◆ **What you will do**
Print, exactly as given, each line of the data from the line containing "Every instance of the bowl earns" up to and including its last line.

>> start Extracted material

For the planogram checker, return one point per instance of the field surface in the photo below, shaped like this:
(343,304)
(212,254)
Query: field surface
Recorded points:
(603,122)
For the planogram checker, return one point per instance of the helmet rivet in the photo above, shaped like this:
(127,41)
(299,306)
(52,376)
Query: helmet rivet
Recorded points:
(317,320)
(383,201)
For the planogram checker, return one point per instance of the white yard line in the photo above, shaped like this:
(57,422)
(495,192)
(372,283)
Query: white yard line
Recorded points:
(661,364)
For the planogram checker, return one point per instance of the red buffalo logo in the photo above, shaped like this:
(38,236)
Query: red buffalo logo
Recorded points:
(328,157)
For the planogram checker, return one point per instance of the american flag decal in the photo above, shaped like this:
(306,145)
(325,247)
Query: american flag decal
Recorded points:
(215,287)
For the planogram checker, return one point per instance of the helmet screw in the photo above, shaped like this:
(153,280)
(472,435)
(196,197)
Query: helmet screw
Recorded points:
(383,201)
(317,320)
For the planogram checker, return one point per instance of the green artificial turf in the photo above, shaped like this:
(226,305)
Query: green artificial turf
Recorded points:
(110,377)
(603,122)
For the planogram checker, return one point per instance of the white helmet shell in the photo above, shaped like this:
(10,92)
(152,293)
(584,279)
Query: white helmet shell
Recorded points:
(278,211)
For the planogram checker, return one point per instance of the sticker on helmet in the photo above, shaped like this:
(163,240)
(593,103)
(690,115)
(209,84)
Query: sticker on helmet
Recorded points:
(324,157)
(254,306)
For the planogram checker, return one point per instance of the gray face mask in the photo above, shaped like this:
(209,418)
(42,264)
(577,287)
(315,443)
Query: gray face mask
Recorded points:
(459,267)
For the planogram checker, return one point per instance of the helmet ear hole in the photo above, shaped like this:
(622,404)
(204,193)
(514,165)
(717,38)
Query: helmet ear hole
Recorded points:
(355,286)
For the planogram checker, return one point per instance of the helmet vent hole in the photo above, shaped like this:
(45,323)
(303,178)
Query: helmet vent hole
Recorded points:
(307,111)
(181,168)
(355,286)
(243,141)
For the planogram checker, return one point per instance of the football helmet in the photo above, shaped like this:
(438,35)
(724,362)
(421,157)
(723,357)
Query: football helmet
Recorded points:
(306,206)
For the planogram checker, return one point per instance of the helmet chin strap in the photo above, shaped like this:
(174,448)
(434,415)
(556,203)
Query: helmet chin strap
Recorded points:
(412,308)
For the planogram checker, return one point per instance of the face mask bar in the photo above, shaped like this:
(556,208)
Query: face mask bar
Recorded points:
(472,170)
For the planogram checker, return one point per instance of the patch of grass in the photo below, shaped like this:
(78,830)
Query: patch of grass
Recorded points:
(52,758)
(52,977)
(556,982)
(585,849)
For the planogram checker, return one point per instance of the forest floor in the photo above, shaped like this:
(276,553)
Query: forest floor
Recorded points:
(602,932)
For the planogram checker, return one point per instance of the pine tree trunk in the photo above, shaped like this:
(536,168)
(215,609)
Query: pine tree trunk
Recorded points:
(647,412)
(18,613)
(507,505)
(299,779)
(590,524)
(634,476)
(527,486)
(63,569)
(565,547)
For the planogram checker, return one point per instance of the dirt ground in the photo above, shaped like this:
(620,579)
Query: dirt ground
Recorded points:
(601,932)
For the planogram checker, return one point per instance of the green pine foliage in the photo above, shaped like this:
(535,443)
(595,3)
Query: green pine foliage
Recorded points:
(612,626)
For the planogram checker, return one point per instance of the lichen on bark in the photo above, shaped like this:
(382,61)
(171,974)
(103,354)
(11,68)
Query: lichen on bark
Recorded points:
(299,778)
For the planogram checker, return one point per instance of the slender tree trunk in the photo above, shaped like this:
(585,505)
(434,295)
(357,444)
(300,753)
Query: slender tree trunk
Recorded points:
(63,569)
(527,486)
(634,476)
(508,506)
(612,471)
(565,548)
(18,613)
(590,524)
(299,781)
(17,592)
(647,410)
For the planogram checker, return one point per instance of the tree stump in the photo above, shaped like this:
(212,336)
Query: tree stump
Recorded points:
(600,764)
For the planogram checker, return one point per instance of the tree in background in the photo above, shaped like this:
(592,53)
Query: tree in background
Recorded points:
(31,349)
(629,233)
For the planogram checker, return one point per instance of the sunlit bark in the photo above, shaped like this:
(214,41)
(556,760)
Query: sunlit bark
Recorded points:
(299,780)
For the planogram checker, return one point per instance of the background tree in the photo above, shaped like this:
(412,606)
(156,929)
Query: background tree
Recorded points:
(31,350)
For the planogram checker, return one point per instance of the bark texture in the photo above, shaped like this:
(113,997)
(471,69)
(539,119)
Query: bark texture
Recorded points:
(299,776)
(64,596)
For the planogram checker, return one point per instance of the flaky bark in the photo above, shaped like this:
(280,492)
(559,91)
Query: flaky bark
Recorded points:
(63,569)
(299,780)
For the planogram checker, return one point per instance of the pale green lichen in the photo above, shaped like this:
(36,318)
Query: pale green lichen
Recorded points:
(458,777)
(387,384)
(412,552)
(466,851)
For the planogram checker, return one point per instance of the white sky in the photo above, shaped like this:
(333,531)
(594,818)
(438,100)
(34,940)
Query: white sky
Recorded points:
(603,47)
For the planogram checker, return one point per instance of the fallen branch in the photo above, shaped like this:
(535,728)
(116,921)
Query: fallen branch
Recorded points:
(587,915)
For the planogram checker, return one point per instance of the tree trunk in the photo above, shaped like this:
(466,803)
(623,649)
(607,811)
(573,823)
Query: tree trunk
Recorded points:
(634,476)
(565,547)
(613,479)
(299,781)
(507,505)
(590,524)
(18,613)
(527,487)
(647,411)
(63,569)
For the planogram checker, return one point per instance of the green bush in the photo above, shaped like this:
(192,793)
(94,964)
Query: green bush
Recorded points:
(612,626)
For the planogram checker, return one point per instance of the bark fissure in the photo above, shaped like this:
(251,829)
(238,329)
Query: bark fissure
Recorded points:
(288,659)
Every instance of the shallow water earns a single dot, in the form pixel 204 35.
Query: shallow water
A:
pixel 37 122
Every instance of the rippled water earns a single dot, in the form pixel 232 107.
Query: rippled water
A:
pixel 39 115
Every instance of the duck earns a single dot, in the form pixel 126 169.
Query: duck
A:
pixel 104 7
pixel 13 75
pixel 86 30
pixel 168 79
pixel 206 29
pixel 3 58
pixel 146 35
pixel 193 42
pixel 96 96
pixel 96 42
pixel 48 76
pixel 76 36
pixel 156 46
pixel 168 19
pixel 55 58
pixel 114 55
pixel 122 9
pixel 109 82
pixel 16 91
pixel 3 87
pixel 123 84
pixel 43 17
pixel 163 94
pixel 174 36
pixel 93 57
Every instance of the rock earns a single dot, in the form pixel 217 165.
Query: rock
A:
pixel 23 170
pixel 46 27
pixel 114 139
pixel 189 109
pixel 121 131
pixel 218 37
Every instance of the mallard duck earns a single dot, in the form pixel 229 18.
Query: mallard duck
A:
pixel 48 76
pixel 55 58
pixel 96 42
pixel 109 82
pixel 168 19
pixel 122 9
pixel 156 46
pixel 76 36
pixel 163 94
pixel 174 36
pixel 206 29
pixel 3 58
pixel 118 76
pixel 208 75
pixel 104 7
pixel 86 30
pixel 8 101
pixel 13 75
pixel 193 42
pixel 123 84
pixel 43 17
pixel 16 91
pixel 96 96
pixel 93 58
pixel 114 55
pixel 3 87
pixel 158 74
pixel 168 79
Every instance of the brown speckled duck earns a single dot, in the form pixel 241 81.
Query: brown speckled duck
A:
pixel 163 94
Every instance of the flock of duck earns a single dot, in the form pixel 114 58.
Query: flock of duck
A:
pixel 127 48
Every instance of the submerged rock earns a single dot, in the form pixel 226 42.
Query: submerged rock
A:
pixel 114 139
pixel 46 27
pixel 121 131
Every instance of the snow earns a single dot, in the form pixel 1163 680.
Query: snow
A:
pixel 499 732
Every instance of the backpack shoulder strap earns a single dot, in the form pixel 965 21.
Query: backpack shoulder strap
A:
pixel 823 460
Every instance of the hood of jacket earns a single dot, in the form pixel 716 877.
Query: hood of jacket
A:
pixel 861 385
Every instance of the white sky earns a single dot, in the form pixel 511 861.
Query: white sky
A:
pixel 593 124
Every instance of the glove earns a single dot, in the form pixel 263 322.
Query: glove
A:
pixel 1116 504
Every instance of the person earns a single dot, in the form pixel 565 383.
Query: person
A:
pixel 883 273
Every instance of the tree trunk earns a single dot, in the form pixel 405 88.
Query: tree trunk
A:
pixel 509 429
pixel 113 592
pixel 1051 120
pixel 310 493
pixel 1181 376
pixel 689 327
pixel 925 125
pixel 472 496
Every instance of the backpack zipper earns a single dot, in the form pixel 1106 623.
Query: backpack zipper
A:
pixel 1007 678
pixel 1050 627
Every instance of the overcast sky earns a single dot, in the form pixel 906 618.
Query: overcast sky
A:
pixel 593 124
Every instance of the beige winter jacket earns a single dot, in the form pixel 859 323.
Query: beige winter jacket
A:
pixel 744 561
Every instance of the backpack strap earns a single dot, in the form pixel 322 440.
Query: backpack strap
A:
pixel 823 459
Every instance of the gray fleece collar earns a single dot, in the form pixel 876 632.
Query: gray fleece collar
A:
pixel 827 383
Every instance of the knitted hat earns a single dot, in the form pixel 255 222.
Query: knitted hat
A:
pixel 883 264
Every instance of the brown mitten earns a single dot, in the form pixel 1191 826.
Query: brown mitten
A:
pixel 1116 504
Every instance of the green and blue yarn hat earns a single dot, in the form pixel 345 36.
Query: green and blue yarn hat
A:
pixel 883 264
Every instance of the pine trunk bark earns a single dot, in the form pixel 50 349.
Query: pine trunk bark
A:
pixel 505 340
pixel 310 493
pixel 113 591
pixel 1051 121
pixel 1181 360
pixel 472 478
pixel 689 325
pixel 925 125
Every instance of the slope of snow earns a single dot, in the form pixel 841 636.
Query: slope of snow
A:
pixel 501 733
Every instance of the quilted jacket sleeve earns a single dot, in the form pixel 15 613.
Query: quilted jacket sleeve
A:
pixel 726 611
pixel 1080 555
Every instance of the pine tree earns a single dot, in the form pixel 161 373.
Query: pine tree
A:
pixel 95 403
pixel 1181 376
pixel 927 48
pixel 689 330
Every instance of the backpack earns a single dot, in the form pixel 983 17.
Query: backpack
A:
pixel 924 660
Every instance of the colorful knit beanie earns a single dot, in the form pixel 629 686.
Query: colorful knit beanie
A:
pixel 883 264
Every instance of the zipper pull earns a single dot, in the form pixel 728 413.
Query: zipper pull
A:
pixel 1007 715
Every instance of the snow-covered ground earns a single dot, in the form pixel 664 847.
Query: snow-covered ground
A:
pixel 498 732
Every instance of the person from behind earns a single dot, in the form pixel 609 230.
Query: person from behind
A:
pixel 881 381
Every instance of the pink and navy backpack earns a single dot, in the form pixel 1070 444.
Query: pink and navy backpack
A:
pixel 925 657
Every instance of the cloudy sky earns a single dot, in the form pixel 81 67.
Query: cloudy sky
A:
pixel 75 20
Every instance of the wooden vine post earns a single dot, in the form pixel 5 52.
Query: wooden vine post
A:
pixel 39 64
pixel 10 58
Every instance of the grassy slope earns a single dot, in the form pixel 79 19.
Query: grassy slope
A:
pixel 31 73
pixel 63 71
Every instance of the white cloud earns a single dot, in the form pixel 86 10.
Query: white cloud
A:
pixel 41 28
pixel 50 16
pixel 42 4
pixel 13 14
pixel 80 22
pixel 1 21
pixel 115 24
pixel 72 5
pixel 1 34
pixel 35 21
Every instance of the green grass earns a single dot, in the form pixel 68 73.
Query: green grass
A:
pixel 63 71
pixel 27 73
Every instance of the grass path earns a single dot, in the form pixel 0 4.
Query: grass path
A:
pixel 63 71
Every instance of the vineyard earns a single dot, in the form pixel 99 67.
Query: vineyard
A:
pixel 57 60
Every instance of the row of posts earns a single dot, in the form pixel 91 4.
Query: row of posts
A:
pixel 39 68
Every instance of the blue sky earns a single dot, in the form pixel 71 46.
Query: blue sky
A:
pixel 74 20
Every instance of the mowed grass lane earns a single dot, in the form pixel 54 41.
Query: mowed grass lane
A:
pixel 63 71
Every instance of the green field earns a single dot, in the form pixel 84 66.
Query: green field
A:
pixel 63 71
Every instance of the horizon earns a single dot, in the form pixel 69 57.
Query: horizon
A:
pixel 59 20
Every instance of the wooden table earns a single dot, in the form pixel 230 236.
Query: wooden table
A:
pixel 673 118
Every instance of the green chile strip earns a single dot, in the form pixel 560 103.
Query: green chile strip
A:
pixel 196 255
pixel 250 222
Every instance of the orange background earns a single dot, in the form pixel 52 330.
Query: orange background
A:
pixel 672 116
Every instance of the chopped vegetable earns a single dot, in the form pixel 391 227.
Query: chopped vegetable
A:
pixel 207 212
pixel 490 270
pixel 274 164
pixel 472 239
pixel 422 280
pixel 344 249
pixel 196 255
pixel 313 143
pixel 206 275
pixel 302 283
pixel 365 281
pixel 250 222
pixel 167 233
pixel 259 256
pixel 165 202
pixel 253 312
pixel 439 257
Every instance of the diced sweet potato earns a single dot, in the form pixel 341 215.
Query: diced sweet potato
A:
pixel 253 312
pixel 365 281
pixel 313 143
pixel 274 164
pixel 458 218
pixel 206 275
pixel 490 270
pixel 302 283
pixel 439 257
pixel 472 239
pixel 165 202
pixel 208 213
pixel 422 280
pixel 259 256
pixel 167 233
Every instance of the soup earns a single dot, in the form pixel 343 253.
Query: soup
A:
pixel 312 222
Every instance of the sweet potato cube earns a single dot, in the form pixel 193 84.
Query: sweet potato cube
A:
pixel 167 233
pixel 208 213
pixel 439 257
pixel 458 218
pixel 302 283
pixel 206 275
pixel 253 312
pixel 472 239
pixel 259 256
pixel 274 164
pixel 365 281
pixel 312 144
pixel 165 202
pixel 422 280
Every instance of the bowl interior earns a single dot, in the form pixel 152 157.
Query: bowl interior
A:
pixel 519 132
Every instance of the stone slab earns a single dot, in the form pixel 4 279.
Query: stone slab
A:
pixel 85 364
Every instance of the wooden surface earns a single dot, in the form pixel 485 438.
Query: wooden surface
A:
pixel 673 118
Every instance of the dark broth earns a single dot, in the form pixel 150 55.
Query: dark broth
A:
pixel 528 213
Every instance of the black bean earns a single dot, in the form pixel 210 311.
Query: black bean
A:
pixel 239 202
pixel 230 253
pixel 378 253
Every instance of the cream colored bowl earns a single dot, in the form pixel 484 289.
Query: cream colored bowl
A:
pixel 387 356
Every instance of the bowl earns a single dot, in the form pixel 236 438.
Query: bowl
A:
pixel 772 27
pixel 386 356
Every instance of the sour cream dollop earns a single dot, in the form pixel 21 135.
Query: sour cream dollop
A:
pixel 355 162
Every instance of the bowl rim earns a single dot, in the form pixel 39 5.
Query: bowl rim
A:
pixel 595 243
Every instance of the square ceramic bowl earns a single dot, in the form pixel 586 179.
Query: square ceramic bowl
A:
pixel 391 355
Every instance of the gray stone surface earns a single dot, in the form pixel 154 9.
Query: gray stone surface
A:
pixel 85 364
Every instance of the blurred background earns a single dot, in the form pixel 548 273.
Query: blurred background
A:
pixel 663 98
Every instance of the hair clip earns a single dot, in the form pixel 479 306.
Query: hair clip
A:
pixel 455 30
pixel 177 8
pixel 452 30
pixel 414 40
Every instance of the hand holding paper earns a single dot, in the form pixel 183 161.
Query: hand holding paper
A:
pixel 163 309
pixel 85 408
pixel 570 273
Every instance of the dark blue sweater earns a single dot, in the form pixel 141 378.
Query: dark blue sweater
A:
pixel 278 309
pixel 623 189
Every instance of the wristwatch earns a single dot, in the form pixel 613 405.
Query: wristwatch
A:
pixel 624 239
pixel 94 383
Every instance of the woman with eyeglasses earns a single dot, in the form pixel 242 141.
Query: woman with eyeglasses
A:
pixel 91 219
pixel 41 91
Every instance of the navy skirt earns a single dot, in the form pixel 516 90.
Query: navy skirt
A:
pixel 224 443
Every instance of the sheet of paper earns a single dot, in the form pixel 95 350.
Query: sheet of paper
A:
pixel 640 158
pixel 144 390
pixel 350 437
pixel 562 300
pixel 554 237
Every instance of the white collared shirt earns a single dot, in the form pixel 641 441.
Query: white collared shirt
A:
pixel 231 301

>> end Extracted material

◆ **Answer to the exercise**
Every instance of the bowl earns a single dot, in the form pixel 236 438.
Query: bowl
A:
pixel 772 27
pixel 386 356
Every instance of the sour cream dollop earns a single dot, in the form pixel 21 135.
Query: sour cream dollop
A:
pixel 355 162
Every instance of the bowl rim earns a single dot, in the form pixel 39 5.
Query: bowl rim
A:
pixel 595 243
Every instance of the square ceramic bowl earns a single dot, in the form pixel 586 179.
Query: square ceramic bowl
A:
pixel 391 355
Every instance of the gray stone surface earns a single dot, in the form pixel 154 9.
Query: gray stone surface
A:
pixel 85 364
Every instance of the blurred background earns a single dot, in the form pixel 548 273.
Query: blurred background
A:
pixel 663 98
Every instance of the hair clip earns a single dot, in the form pixel 479 306.
Query: hair clip
A:
pixel 455 30
pixel 177 8
pixel 452 30
pixel 414 40
Every instance of the hand holding paper earns a single dot, in the form pixel 183 161.
Query: hand holding paper
A:
pixel 163 309
pixel 85 408
pixel 570 273
Every instance of the dark blue sweater earns a single dot, in the form pixel 141 378.
Query: dark blue sweater
A:
pixel 278 309
pixel 623 189
Every instance of the wristwatch earns a single dot, in the form pixel 613 405.
Query: wristwatch
A:
pixel 624 239
pixel 94 383
Every instance of the woman with eyeglasses earns a single dot, in the form pixel 242 141.
Query: woman with eyeglasses
A:
pixel 91 219
pixel 41 91
Every instance of the navy skirt earns a single dot, in the form pixel 516 90.
Query: navy skirt
A:
pixel 224 443
Every instance of the sheet of paper earns a single dot, in the form pixel 95 350.
Query: sheet of paper
A:
pixel 640 158
pixel 144 390
pixel 350 437
pixel 562 300
pixel 554 237
Every instance of the white collared shirt earns a single dot, in the form pixel 641 441.
Query: white collared shirt
A:
pixel 231 301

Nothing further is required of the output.